BRANO DA LEGGERE =
···
Qualcuno profetizza: «Si riempiranno di ricorsi», il Codacons già li promette: «difendi il tuo diritto allo studio agisci contro il numero chiuso nelle facoltà» si legge in un volantino. «Entriamo con delle regole e usciamo con altre — osserva Chiara, 19 anni e una maturità scientifica alle spalle — Del resto a febbraio avevano annunciato il test a luglio e a giugno hanno corretto su settembre. Oltre alla precarietà del futuro voglio farci sentire l’incertezza del presente» ironizza. Antonio Carrassi, presidente di Medicina alla Statale di Milano osserva: «La decisione di abolire il bonus mi sembra saggia, ma mi ha lasciato sbalordito che sia stata presa all’ultimo. Se ci si mette nei panni di chi aveva il bonus, si capisce lo scontento».
Non bastava l’assalto alle iscrizioni, i controlli, le code all’ingresso nelle aule. Nel giorno del test più temuto dell’università italiana, con i commissari impegnati a isolare i candidati dai telefonini, da ogni possibile accesso in rete e dai copioni, tramonta una delle novità più contestate, il premio in punti per i primi della classe nell’esame di Stato. Resta invece intatto il quizzone come rastrelliera per selezionare i 10.771 futuri medici.
Sessanta domande, una raffica di risposte multiple che vanno dalla cultura generale, alla logica, dalla biologia alla fisica alla matematica: è richiesta una velocità di crociera di un minuto e quaranta a quesito. Bisogna correre sulle pagine. Si va dalla caccia all’errore nell’abbinamento fra città e museo (a Parigi al posto del Louvre è stato messo l’Hermitage), allo scoprire chi è l’autore del Don Chisciotte (Miguel de Cervantes), a Luisa che compra il prosciutto cotto in offerta al supermercato e deve ottimizzare gli sconti con le date di scadenza, quiz sempre utile in tempi di crisi economica. In materia di logica, anche una beffa: la domanda che contestava la validità degli stessi test di logica nella preparazione degli studenti. «Certi quesiti erano davvero troppo lunghi per il poco tempo che avevamo a disposizione» è una delle lamentele ricorrenti. «Davvero pensate che tutto questo serva?» chiede una ragazza a un commissario.
···
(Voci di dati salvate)
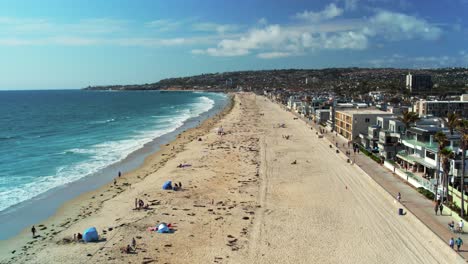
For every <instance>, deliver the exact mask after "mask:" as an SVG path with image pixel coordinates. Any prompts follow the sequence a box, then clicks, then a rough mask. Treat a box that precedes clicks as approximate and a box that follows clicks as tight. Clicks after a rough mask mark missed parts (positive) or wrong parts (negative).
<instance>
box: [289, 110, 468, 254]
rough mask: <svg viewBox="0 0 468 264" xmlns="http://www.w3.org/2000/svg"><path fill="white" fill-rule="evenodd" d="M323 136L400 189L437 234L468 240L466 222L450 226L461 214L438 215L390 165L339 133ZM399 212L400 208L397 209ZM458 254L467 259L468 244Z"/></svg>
mask: <svg viewBox="0 0 468 264" xmlns="http://www.w3.org/2000/svg"><path fill="white" fill-rule="evenodd" d="M296 116H297V117H299V118H300V119H302V120H303V121H304V122H306V123H307V124H308V125H309V126H310V127H312V128H314V129H315V130H316V131H320V130H319V129H320V128H322V129H324V128H323V127H321V126H319V125H316V124H314V123H313V122H310V121H308V120H306V119H305V118H303V117H301V116H299V115H297V114H296ZM324 138H325V139H327V140H329V141H330V143H331V144H332V145H333V146H336V143H338V148H339V149H340V150H341V151H342V152H343V153H345V152H346V151H350V153H351V157H350V158H351V160H354V161H355V165H356V166H359V167H360V168H361V169H362V170H363V171H365V172H366V173H367V174H368V175H369V176H370V177H371V178H372V179H374V180H375V181H376V182H377V183H378V184H379V185H381V186H382V187H383V188H384V189H385V190H386V191H387V192H388V193H389V194H391V195H392V196H394V197H396V195H397V194H398V192H400V194H401V203H402V204H403V205H404V207H406V209H407V210H408V211H410V212H411V213H413V214H414V215H415V216H416V217H417V218H418V219H419V220H420V221H421V222H422V223H424V224H425V225H426V226H427V227H428V228H429V229H430V230H432V231H433V232H434V233H435V234H436V235H438V236H439V237H440V238H441V239H442V240H443V241H445V242H446V243H447V245H448V241H449V239H450V238H451V237H453V238H454V239H456V238H457V237H458V236H460V237H461V238H462V239H463V241H464V242H465V243H468V226H467V225H465V228H464V229H465V233H464V234H458V233H456V234H454V233H452V232H451V231H450V230H449V229H448V223H449V222H451V221H455V224H456V225H457V223H458V222H459V221H460V217H458V215H456V214H455V213H452V211H451V210H450V209H449V208H447V207H445V208H444V210H443V211H444V212H443V215H442V216H440V215H435V212H434V202H433V201H431V200H429V199H427V198H426V197H425V196H423V195H422V194H420V193H419V192H417V190H416V189H415V188H414V187H412V186H410V185H409V184H408V183H407V182H406V181H404V180H403V179H401V178H400V177H399V176H397V175H393V173H392V172H391V171H389V170H388V169H387V168H385V167H383V166H381V165H379V164H377V163H376V162H375V161H373V160H372V159H371V158H369V157H367V156H365V155H364V154H362V153H360V154H356V155H355V154H354V153H353V149H352V147H351V148H348V144H347V142H348V140H347V139H345V138H344V137H342V136H340V135H338V136H337V135H336V134H335V133H331V132H329V131H328V133H326V134H324ZM395 213H397V212H395ZM459 254H460V255H461V256H462V257H463V258H464V259H465V260H467V259H468V244H467V245H463V246H462V247H461V251H460V252H459Z"/></svg>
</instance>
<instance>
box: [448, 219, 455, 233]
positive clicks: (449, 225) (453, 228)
mask: <svg viewBox="0 0 468 264" xmlns="http://www.w3.org/2000/svg"><path fill="white" fill-rule="evenodd" d="M448 226H449V229H450V231H452V232H453V231H455V222H453V221H452V222H450V223H449V224H448Z"/></svg>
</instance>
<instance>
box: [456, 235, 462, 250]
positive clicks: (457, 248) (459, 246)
mask: <svg viewBox="0 0 468 264" xmlns="http://www.w3.org/2000/svg"><path fill="white" fill-rule="evenodd" d="M455 244H457V251H460V247H461V246H462V245H463V240H462V239H461V237H458V238H457V240H455Z"/></svg>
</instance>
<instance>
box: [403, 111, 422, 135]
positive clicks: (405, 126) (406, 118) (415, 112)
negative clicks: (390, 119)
mask: <svg viewBox="0 0 468 264" xmlns="http://www.w3.org/2000/svg"><path fill="white" fill-rule="evenodd" d="M419 119H420V118H419V116H418V114H417V113H416V112H409V111H404V112H403V115H402V116H399V117H398V120H400V122H402V123H403V124H404V125H405V135H406V132H407V131H408V129H409V128H410V127H411V125H412V124H413V123H415V122H417V121H418V120H419Z"/></svg>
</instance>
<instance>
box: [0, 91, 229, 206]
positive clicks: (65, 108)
mask: <svg viewBox="0 0 468 264" xmlns="http://www.w3.org/2000/svg"><path fill="white" fill-rule="evenodd" d="M227 100H228V98H227V96H226V95H224V94H220V93H205V92H176V91H174V92H165V91H83V90H60V91H52V90H49V91H1V92H0V128H1V129H0V213H1V212H2V211H5V210H7V209H8V210H11V208H14V207H15V206H17V205H19V204H21V203H23V202H25V201H27V200H30V199H33V198H35V197H37V196H39V195H41V194H42V193H45V192H47V191H49V190H51V189H54V188H57V187H60V186H64V185H67V184H70V183H72V182H75V181H77V180H79V179H82V178H84V177H92V176H93V175H94V174H97V173H98V172H99V171H101V170H103V169H104V168H106V167H109V166H110V165H112V164H115V163H117V162H120V161H122V160H124V159H125V158H126V157H127V156H129V155H130V154H131V153H133V152H135V151H137V150H139V149H141V148H142V147H143V146H144V145H145V144H147V143H150V142H152V141H153V140H154V139H157V138H160V137H162V136H164V135H166V134H169V133H171V132H174V131H176V130H177V129H178V128H180V127H182V126H183V125H184V123H186V122H188V121H189V120H194V119H197V118H198V119H201V117H202V116H204V115H206V113H208V112H210V111H211V112H213V111H214V110H215V109H217V110H219V109H221V108H222V107H223V106H224V105H225V104H226V102H227Z"/></svg>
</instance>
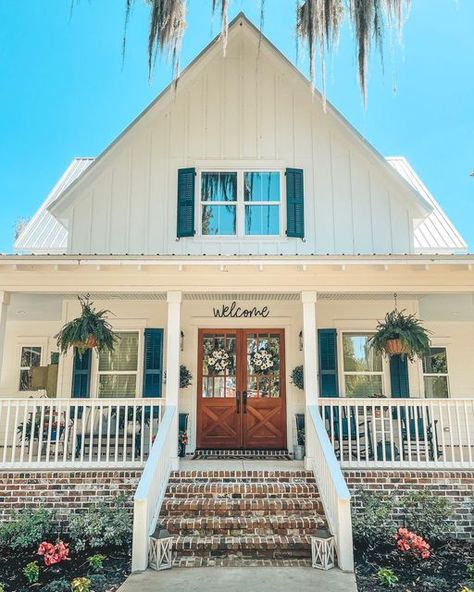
···
COMPITO ASSEGNATO 1 = Secondo l'articolo sul test di Medicina, quanti futuri medici deve selezionare il quizzone?
COMPITO ASSEGNATO 2 = Elenca tutte le materie che coprono le sessanta domande secondo l'articolo sul test di Medicina.
COMPITO ASSEGNATO 3 = Prosegui l'articolo sul test di Medicina a partire dall'ultima frase riportata.
Le voci provengono da un'altra fonte.

RISPOSTA 1 = 10.771 futuri medici.

RISPOSTA 2 =
- cultura generale
- logica
- biologia
- fisica
- matematica

RISPOSTA 3 =
A Roma alla Sapienza, l’Udu, l’unione degli studenti universitari, ha protestato per lo sbarramento dei test con un flashmob in cui i ragazzi indossavano cartelli stradali con il divieto di accesso, quelli di Link, altra organizzazione studentesca, hanno steso uno striscione in cui si leggeva: «Il numero chiuso non è salutare».
Daniele Grassucci, della community Skuola.net si è iscritto al test della Sapienza «per vedere se era vero quello che ci segnalavano molti candidati e cioè che nelle aule c’era comunque chi copiava e chi riusciva, malgrado i controlli all’ingresso, a portare il cellulare». Il telefonino se l’è nascosto fra la cintura del pantaloni e una camicia e, con una webcam sistemata su una penna, ha documentato le varie fasi della prova. «Però — ammette — si possono cercare in Internet le risposte di cultura generale, ma per le altre è inutile: a chimica, se le ossidoriduzioni non le sai fare, il cellulare non serve a niente». Lo stesso vale per i quesiti sul glicogeno o la differenza fra cellule procariote ed eucariote, per la fotosintesi e le domande di genetica o per quelle di matematica. La questione dei controlli esiste: i commissari sono spesso pochi rispetto ai candidati: «Noi eravamo 50 in classe con tre prof». «Il problema è più generale — sottolinea un’altra studentessa — siamo sicuri che basta un test per capire chi sarà un buon medico domani?». I risultati del test si conosceranno il 23 settembre, il Miur pubblicherà la graduatoria nazionale il 30.